**TASK DATA:**
start
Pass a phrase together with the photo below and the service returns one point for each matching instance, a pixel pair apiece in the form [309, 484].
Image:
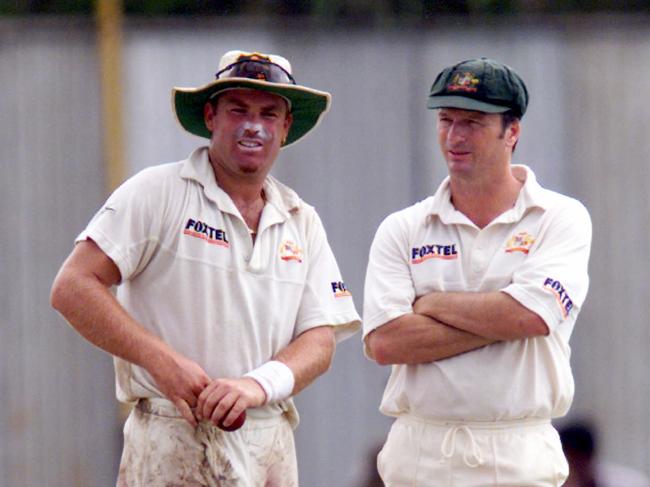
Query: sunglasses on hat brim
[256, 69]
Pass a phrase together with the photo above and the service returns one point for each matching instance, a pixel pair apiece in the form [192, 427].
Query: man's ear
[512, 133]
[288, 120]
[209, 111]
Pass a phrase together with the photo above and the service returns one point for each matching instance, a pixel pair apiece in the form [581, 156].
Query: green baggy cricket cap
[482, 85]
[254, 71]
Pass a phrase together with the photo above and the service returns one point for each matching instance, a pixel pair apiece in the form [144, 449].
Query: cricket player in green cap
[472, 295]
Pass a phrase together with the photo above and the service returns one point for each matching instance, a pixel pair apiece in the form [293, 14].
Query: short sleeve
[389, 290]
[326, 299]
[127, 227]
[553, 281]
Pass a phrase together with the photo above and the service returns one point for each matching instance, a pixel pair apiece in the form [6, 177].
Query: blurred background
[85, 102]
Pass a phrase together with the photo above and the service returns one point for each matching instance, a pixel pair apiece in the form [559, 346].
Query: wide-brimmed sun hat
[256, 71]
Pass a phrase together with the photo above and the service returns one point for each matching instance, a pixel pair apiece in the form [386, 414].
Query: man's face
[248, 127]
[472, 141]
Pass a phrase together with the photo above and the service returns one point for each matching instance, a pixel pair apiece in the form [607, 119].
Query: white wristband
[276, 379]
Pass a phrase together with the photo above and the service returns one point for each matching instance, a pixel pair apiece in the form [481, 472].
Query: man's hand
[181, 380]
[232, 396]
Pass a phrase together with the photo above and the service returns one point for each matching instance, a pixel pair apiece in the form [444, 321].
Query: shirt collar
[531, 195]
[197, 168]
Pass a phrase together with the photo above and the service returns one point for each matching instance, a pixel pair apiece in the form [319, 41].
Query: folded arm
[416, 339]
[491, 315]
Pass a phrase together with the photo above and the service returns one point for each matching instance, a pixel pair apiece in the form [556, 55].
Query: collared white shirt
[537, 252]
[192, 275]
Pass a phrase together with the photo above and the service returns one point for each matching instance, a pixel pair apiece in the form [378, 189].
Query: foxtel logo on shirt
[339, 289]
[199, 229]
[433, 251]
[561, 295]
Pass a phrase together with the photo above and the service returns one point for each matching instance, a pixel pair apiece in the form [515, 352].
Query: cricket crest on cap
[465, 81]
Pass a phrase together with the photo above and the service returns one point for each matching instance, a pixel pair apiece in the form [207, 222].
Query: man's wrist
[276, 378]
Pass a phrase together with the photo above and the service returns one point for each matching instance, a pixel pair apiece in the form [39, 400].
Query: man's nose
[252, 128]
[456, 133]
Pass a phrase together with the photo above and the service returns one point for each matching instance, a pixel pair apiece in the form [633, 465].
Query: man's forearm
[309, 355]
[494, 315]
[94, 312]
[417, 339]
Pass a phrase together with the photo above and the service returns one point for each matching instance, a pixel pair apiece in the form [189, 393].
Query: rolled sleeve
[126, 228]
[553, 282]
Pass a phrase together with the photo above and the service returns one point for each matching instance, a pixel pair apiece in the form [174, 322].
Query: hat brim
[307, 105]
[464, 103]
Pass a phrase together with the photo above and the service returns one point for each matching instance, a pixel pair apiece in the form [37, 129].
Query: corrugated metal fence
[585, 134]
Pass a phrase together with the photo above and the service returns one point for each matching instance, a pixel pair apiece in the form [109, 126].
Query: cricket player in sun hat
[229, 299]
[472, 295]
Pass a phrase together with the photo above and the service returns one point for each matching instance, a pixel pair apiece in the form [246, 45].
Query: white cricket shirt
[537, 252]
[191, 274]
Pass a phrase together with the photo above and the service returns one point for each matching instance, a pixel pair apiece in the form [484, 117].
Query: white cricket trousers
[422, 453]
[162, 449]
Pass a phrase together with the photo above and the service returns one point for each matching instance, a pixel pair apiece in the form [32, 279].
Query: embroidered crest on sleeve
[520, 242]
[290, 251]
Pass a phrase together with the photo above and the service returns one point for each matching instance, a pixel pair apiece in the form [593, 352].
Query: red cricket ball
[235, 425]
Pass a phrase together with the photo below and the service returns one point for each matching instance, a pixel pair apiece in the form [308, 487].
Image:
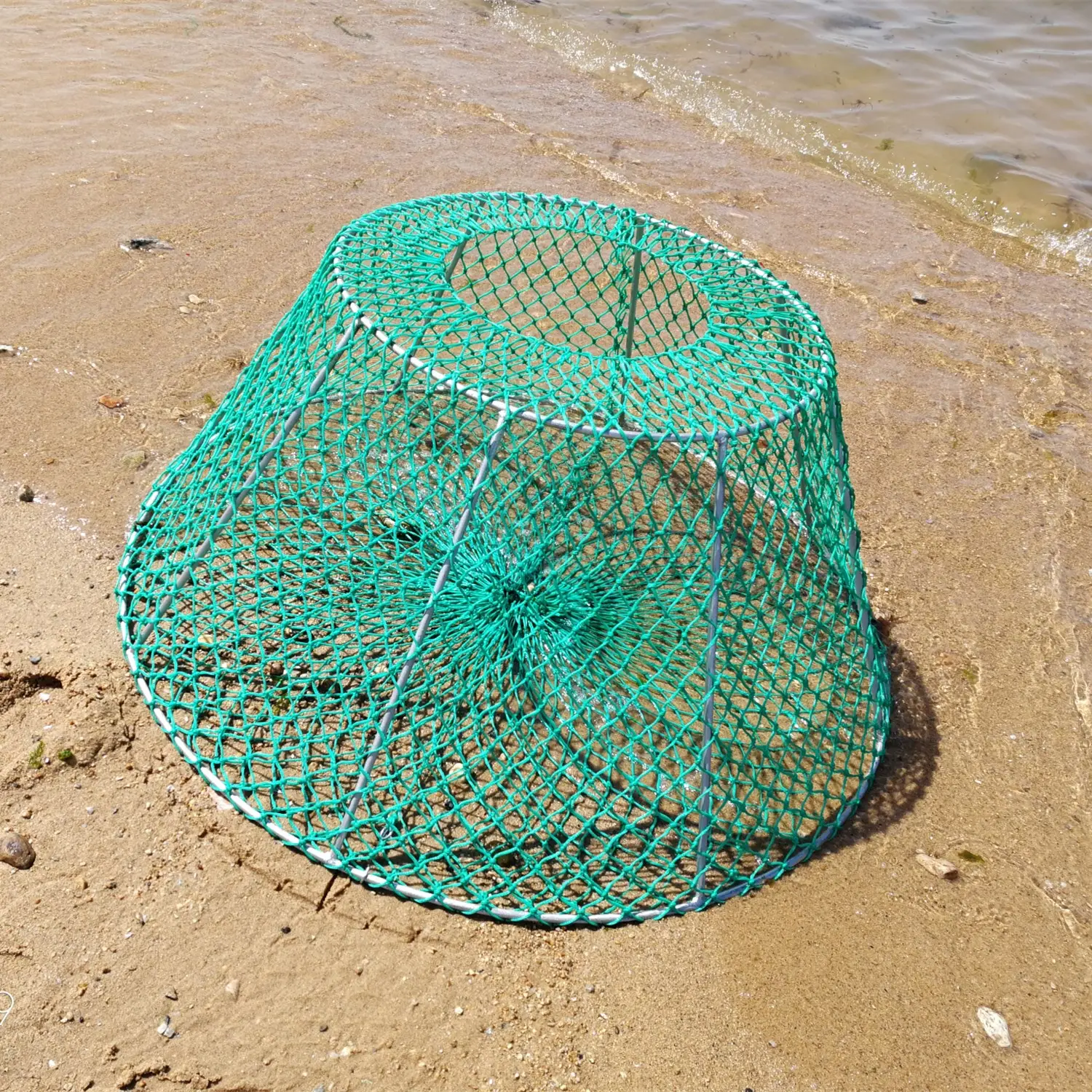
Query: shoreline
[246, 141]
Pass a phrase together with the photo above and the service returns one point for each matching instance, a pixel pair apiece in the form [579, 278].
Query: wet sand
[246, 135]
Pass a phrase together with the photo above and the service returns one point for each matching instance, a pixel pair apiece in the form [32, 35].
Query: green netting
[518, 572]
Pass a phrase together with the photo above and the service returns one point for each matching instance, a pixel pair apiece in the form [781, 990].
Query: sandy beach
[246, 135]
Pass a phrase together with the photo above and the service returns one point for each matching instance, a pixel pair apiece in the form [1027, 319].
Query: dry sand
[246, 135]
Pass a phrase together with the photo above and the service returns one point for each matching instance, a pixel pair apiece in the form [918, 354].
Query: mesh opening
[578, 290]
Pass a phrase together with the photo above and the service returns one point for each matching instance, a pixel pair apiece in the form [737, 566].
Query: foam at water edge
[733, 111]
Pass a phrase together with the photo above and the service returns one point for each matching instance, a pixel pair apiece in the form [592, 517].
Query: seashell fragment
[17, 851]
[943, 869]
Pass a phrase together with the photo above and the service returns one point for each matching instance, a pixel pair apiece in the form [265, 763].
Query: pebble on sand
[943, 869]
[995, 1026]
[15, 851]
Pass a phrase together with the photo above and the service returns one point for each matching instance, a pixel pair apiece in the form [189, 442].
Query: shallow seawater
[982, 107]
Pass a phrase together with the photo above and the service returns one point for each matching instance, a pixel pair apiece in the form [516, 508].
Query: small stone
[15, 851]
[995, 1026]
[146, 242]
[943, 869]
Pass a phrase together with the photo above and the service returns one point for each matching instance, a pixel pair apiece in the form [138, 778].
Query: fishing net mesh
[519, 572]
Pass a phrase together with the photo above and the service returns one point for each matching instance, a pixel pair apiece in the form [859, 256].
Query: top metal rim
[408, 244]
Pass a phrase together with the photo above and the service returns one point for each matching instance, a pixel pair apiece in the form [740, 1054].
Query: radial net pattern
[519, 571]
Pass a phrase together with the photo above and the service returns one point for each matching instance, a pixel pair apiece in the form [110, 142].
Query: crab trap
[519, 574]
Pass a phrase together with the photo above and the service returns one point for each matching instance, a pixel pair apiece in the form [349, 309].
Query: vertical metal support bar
end
**TASK PROMPT:** Rewrite every item above, replacing "pixel pair" with "coordinate pair" wherever it occurs and leaving everything else unchanged. Leave the pictures out of your answer.

**EXPECTED ANSWER:**
Pass a phrase together with the photo below and the service returns one point for each matching instance, a coordinate pair apiece in the form [309, 484].
Image:
Query: sunglasses on hat brim
[256, 69]
Pass a phrase together with the photo above and the service returns one point for each matching instance, a coordinate pair apiece in the form [192, 427].
Query: man's ear
[512, 133]
[288, 120]
[209, 111]
Pass a phrase together with the photo above and the service returns one point for each matching instance, a coordinate pair apiece in the form [581, 156].
Query: green baggy cricket cap
[482, 85]
[254, 71]
Pass a phrase together with the photo above and the service returns one point for each matching instance, a coordinate pair apiece in the form [144, 449].
Query: cricket player in green cap
[472, 295]
Pass a phrase together with the photo above and the service returns one point for each matching instance, a coordinate pair apiece in the form [293, 14].
Query: short sleeve
[389, 290]
[326, 299]
[127, 227]
[553, 281]
Pass a phrase together with the photo above and the service returns one point for each matching instance, a coordinate pair apiece in the form [6, 177].
Query: blurred background
[85, 102]
Pass a phrase together with the photo above and the service returns one point for each matching instance, a coordinate pair apiece in the form [559, 346].
Query: wide-brimmed sun hat
[256, 71]
Pass a phrase together with the photo above and the service returns one point for each matching instance, a coordinate pair apiece in the form [386, 414].
Query: man's face
[248, 127]
[472, 141]
Pass a phrase together with the photo above and the service returns one point for each matching instance, a coordinate pair apiece in the form [607, 119].
Query: white wristband
[276, 379]
Pass a phrase together with the photo above and the service returns one point for each matching instance, a coordinate pair apiece in the form [481, 472].
Query: man's hand
[181, 380]
[232, 396]
Pass a phrase together with the photo above and the service returns one point for each matching instance, a coordinate pair apiece in the form [444, 321].
Query: shirt collar
[531, 195]
[197, 168]
Pass a phrase together with the photo above and the service returns one point for each matching instance, a coordinate pair apiece in the form [319, 41].
Query: folded arm
[416, 339]
[491, 315]
Pass a phrase together with the photo above and the service returns one point for each matching instance, a coordinate pair apiece in the form [556, 55].
Query: collared white shirt
[537, 252]
[192, 275]
Pass a phrase together with the photo above and the service returns one point for each matching instance, a coordinate pair apiece in the form [378, 189].
Query: foxtel logo on shirt
[339, 289]
[199, 229]
[433, 251]
[561, 295]
Pass a phrase together with the photo above and the service returns one point for each matching instance, a coordinate pair apiece in the form [515, 352].
Query: cricket crest on cap
[465, 81]
Pass a phrase together with the photo above and the service returns one point for each matching instance, a coordinate pair apiece in the form [207, 222].
Query: man's wrist
[276, 378]
Pass a phrase together with the photo above and the service returns one point for each matching instance, a coordinate pair apiece in the form [39, 400].
Query: man's nose
[252, 128]
[456, 133]
Pass a phrase together with the photo above and the service returns one point for each matching instance, a coordinate pair apiece in the form [633, 465].
Query: man's forearm
[309, 355]
[494, 315]
[94, 312]
[417, 339]
Pass a phrase together with the photo above and the service returns one point for each matching instance, a coordinate pair apiece in the form [189, 393].
Query: rolled sleeve
[126, 228]
[553, 282]
Pass a phrase together with the photo above and the service returns one point for each matching instance, a coordinate pair apiece in the form [174, 322].
Query: hat brim
[307, 105]
[464, 103]
Pass a phrase together with the photo above and the service returns one point for each matching instance, a coordinate pair apiece in the form [37, 129].
Query: corrugated metal fence
[585, 134]
Pass a phrase together with the photo above and the service returns one point for each matching instance, a coordinate pair apiece in the form [109, 126].
Query: cricket player in sun hat
[229, 299]
[472, 295]
Pass a phrase together with the photo above and the service returns one point for each matching instance, a coordinate pair apiece in the form [246, 45].
Query: white cricket shirt
[537, 252]
[191, 274]
Pass a phrase together with the photo above and the service returns one point for each matching instance, a coordinate pair apiece in the form [484, 117].
Query: white cricket trousers
[422, 453]
[162, 449]
Pass a phrase together with the photo above and the service returns one point for each matching instance, a coordinate pair apiece in the form [32, 279].
Query: embroidered crest on sleeve
[520, 242]
[290, 251]
Pass a phrase together with the photo above and the service returns one point for each matching instance, a coordinate pair apiece in the form [593, 352].
Query: red cricket ball
[235, 425]
Pass a phrase together with the photo below and the service returns one point for each matching instance, a coordinate pair apiece in the form [308, 487].
Image:
Query: shoreline
[246, 141]
Pass a phrase together with the photo above and the service returns one point for each matching instance, a coordinate pair apiece in the form [579, 278].
Query: wet sand
[246, 135]
Pass a phrase together with the photo above and the service returns one point for each matching instance, a coordinate pair apiece in the form [32, 35].
Query: green netting
[518, 572]
Pass a phrase together with the photo above and the service returns one point for each matching instance, a coordinate pair apiece in the form [781, 990].
Query: sandy beach
[246, 135]
Pass a phrase together with the photo above and the service returns one point for each matching instance, a coordinate pair apiece in the form [1027, 319].
Query: dry sand
[246, 135]
Pass a phrase together with the photo above and the service returns one point for each matching instance, a coordinate pair apiece in the form [918, 354].
Query: mesh opening
[578, 290]
Pass a phrase together with the photo above and the service returns one point for each matching instance, a coordinate pair apiece in the form [737, 566].
Query: foam at water edge
[733, 111]
Pass a phrase together with the photo above and the service returns one point for each matching instance, a coordinate pair apiece in the form [592, 517].
Query: seashell fragment
[17, 851]
[943, 869]
Pass a phrase together with the photo above and the service returns one point for each matching instance, a coordinate pair apiece in the form [265, 763].
Query: pebble on sand
[943, 869]
[995, 1026]
[15, 851]
Pass a phrase together with the photo above and the service returns one point for each matching instance, a coordinate pair apiece in the form [189, 442].
Query: shallow seawater
[982, 107]
Pass a phrase together with the photo above and the service returns one point for each matching instance, a coordinate pair apiece in the form [516, 508].
Query: small stone
[15, 851]
[995, 1026]
[146, 242]
[943, 869]
Pass a phrase together with the photo above and the service returns one point for each matching instance, a coordinate pair apiece in the form [138, 778].
Query: fishing net mesh
[519, 572]
Pass a phrase together with the photo above and the service returns one point for each matching instance, a coordinate pair apiece in the form [859, 256].
Query: top metal rim
[408, 244]
Pass a phrase together with the photo above and the service returns one point for each matching instance, a coordinate pair apiece in the form [740, 1054].
Query: radial net pattern
[519, 571]
Pass a phrase together with the photo above and the service returns one point for each matching instance, a coordinate pair apiece in the form [110, 142].
Query: crab trap
[519, 574]
Pass a phrase together with the photo above and the service returns one point for each matching instance, a coordinate pair apiece in the form [349, 309].
Query: vertical metal support bar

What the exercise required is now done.